= Exercise prompt =
The required output is the line containing "Would you be able to point at the screened sunroom" and every line after it, transcribed exactly through the end of the data below.

───

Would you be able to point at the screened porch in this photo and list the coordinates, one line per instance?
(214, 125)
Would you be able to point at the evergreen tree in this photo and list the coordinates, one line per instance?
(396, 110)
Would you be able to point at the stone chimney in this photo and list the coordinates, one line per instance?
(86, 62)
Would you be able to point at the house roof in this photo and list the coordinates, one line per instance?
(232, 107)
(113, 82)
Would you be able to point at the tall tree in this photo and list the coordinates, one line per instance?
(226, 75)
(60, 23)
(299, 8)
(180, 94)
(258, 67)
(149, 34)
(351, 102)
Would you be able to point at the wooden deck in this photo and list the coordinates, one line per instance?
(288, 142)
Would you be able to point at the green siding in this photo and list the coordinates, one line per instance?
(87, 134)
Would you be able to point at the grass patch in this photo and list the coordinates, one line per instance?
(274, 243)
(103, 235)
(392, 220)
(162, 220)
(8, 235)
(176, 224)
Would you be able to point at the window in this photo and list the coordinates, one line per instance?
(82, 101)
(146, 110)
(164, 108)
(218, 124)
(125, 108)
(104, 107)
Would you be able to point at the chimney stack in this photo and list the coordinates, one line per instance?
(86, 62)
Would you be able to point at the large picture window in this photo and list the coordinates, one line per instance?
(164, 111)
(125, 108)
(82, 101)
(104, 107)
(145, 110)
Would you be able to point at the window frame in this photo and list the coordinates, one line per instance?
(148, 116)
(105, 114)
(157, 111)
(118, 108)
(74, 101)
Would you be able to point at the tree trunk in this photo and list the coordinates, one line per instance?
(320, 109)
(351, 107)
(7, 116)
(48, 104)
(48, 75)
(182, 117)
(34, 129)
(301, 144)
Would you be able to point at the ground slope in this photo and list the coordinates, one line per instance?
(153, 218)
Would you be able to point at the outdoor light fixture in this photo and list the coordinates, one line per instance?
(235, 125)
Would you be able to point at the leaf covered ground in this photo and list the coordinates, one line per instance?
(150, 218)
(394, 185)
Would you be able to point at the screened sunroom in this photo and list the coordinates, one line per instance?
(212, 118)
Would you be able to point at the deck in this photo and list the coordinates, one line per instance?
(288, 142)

───

= Exercise response =
Would you be able to point at the screened sunroom in this photo and list the coordinates, one line per instance?
(212, 118)
Would you be able to point at the deck in this photo and list the coordinates, one line per instance?
(288, 142)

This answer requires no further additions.